> TRECHO
┄┄┄┄┄┄

O senhor também ministrou uma oficina sobre Evangelismo Pessoal. O que foi abordado?
Então, foi legal, porque nós vínhamos nessa 'pegada' de repensar tudo. Eles absorveram bem o conceito de Evangelismo. Muitos pensam que evangelizar é sair pelas ruas com um bolo de panfletos nas mãos e distribui-los para a galera, dizendo 'Jesus te ama'. Nós entendemos que isso também pode ser evangelismo, mas evangelismo não é apenas isso. Evangelizar é um estilo de vida, fazer outras pessoas conhecerem Jesus por meio de nós, muitas vezes sem ser necessário abrir a boca.


Como ação prática dessa oficina, foi realizada uma ação na Feira de Artesanato. De que forma o desafio foi encarado?
Ação impactou a cidade de Caruaru no sábado, dia 26
Muitos congressistas não eram moradores de Caruaru. Foi um desafio mostrar algo sobre Jesus para a cidade. Então, chegamos à conclusão que atualmente no Brasil um grande tema tem sido a corrupção. Assim, decidimos, enquanto igreja, fazer um ato contra a corrupção. Fizemos cartazes, mas também fizemos um questionário e perguntamos às pessoas o que elas pensam sobre corrupção. Perguntamos a religião das pessoas e o que elas pensavam sobre o papel da igreja delas acerca da corrupção. Além disso, oramos pelo Brasil e pelas pessoas que estavam conosco. Durante esta manhã, pudemos sentir e transmitir o que é se importar com algo que não seja sua vida nem sua comunidade de fé, mas chegar em uma praça e pensar como contribuir para a coletividade. Isso é evangelizar, é iniciar um discipulado, é mostrar que Jesus não aprova a corrupção.


Então, o evangelismo precisa de contextualização? Encontrar um ponto de diálogo com o contexto imediato, no sentido de posteriormente apontar para a mensagem de Cristo?
O problema é o seguinte: enquanto igreja, fomos muito condicionados a entender o Evangelismo como uma gincana de almas. Como se Jesus estivesse com um pote, esperando que depositemos vidas lá dentro. Evangelismo não é isso. Nós precisamos representar o Criador do Universo, que tem a chave para tudo, o melhor estilo de vida para o ser humano. Partindo desse princípio, a igreja simplesmente deve transmitir essa mensagem, esse amor de Jesus, para as pessoas.

┄┄┄┄┄┄

> TAREFA PROPOSTA A
Expresse como tabela Markdown, com as colunas Número e Linha, as linhas da listagem que vão da linha que contém "User intent: tap on the falling flour." até a linha que contém "[347,170,386,214]", incluindo as duas. Numere cada linha e deixe de fora as linhas em branco.

┄┄┄┄┄┄

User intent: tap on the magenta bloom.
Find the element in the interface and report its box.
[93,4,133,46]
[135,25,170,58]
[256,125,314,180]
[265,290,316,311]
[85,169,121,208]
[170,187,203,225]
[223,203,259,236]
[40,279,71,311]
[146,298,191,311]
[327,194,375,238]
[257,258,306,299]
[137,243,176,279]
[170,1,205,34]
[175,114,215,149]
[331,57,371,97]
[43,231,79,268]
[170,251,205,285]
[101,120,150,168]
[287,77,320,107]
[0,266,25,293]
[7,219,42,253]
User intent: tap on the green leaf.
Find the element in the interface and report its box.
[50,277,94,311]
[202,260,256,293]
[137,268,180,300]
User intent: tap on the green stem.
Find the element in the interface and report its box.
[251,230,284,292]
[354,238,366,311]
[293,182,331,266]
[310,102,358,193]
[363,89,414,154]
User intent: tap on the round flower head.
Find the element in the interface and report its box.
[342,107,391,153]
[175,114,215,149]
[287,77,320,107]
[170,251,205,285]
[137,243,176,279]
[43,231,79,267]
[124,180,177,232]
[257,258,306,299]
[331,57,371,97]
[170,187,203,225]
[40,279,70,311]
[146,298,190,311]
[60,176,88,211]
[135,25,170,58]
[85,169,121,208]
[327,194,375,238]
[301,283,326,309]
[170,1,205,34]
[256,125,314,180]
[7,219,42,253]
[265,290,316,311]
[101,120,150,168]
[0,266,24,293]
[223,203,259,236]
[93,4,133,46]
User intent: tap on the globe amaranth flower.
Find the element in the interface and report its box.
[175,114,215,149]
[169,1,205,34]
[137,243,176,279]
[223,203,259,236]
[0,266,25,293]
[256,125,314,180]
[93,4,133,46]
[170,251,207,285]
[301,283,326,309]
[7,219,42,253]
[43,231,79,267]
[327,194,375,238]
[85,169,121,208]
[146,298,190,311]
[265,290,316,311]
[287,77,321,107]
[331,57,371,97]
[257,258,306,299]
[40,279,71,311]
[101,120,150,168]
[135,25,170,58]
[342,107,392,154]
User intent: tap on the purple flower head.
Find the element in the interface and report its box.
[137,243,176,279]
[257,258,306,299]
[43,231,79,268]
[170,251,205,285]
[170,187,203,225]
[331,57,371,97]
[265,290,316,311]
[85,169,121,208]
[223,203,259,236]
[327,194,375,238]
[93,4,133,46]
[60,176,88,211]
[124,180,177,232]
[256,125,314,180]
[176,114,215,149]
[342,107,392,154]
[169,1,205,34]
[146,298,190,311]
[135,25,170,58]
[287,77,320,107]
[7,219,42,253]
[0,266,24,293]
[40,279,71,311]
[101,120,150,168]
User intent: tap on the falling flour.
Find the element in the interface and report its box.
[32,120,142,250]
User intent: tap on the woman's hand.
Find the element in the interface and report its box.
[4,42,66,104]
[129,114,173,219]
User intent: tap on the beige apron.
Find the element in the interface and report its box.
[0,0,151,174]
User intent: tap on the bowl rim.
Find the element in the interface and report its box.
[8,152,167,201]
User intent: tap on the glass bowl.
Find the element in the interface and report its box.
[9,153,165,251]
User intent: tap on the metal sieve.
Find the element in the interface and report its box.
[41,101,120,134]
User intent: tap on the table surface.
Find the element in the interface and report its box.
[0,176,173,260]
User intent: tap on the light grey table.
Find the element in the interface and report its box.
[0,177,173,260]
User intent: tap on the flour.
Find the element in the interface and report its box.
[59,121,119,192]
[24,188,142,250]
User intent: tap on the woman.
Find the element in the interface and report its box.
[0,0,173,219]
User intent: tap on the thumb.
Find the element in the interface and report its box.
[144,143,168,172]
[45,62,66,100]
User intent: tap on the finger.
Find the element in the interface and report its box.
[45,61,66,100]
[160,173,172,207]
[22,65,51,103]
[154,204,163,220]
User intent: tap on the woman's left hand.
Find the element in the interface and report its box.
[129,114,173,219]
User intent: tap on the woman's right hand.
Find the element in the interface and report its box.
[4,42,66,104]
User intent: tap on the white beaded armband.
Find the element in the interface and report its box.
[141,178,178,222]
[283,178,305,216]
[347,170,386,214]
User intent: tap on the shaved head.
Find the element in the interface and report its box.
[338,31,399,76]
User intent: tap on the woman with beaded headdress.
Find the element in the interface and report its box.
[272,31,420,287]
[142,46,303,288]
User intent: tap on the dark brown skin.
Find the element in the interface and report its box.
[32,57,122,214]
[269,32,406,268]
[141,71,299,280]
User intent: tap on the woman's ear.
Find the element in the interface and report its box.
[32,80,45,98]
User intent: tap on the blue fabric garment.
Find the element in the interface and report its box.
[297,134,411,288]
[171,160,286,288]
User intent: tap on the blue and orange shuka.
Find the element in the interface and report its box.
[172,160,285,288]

┄┄┄┄┄┄

> TAREFA PROPOSTA B
Dê continuidade à entrevista sobre evangelismo a partir da última frase apresentada.

> RESULTADO FINAL A
| Número | Linha |
|---|---|
| 1 | User intent: tap on the falling flour. |
| 2 | Find the element in the interface and report its box. |
| 3 | [32,120,142,250] |
| 4 | User intent: tap on the woman's hand. |
| 5 | Find the element in the interface and report its box. |
| 6 | [4,42,66,104] |
| 7 | [129,114,173,219] |
| 8 | User intent: tap on the beige apron. |
| 9 | Find the element in the interface and report its box. |
| 10 | [0,0,151,174] |
| 11 | User intent: tap on the bowl rim. |
| 12 | Find the element in the interface and report its box. |
| 13 | [8,152,167,201] |
| 14 | User intent: tap on the glass bowl. |
| 15 | Find the element in the interface and report its box. |
| 16 | [9,153,165,251] |
| 17 | User intent: tap on the metal sieve. |
| 18 | Find the element in the interface and report its box. |
| 19 | [41,101,120,134] |
| 20 | User intent: tap on the table surface. |
| 21 | Find the element in the interface and report its box. |
| 22 | [0,176,173,260] |
| 23 | User intent: tap on the light grey table. |
| 24 | Find the element in the interface and report its box. |
| 25 | [0,177,173,260] |
| 26 | User intent: tap on the flour. |
| 27 | Find the element in the interface and report its box. |
| 28 | [59,121,119,192] |
| 29 | [24,188,142,250] |
| 30 | User intent: tap on the woman. |
| 31 | Find the element in the interface and report its box. |
| 32 | [0,0,173,219] |
| 33 | User intent: tap on the thumb. |
| 34 | Find the element in the interface and report its box. |
| 35 | [144,143,168,172] |
| 36 | [45,62,66,100] |
| 37 | User intent: tap on the finger. |
| 38 | Find the element in the interface and report its box. |
| 39 | [45,61,66,100] |
| 40 | [160,173,172,207] |
| 41 | [22,65,51,103] |
| 42 | [154,204,163,220] |
| 43 | User intent: tap on the woman's left hand. |
| 44 | Find the element in the interface and report its box. |
| 45 | [129,114,173,219] |
| 46 | User intent: tap on the woman's right hand. |
| 47 | Find the element in the interface and report its box. |
| 48 | [4,42,66,104] |
| 49 | User intent: tap on the white beaded armband. |
| 50 | Find the element in the interface and report its box. |
| 51 | [141,178,178,222] |
| 52 | [283,178,305,216] |
| 53 | [347,170,386,214] |

> RESULTADO FINAL B
Ir às ruas e se preocupar com a corrupção é cumprir um mandamento bíblico. Jesus manda que amemos o próximo como a nós mesmos. Quem ama não corrompe nem desvia verba. Qualquer coisa que vá contra o amor – a Deus sobre todas as coisas e ao próximo – é uma forma de afronta ao Criador. Então, o evangelismo envolve todas as dimensões da nossa vida. Quem receber isso recebe a eternidade.


Você é um pastor bem jovem. No entanto, você acha que às vezes a liderança pastoral não consegue dialogar com a juventude?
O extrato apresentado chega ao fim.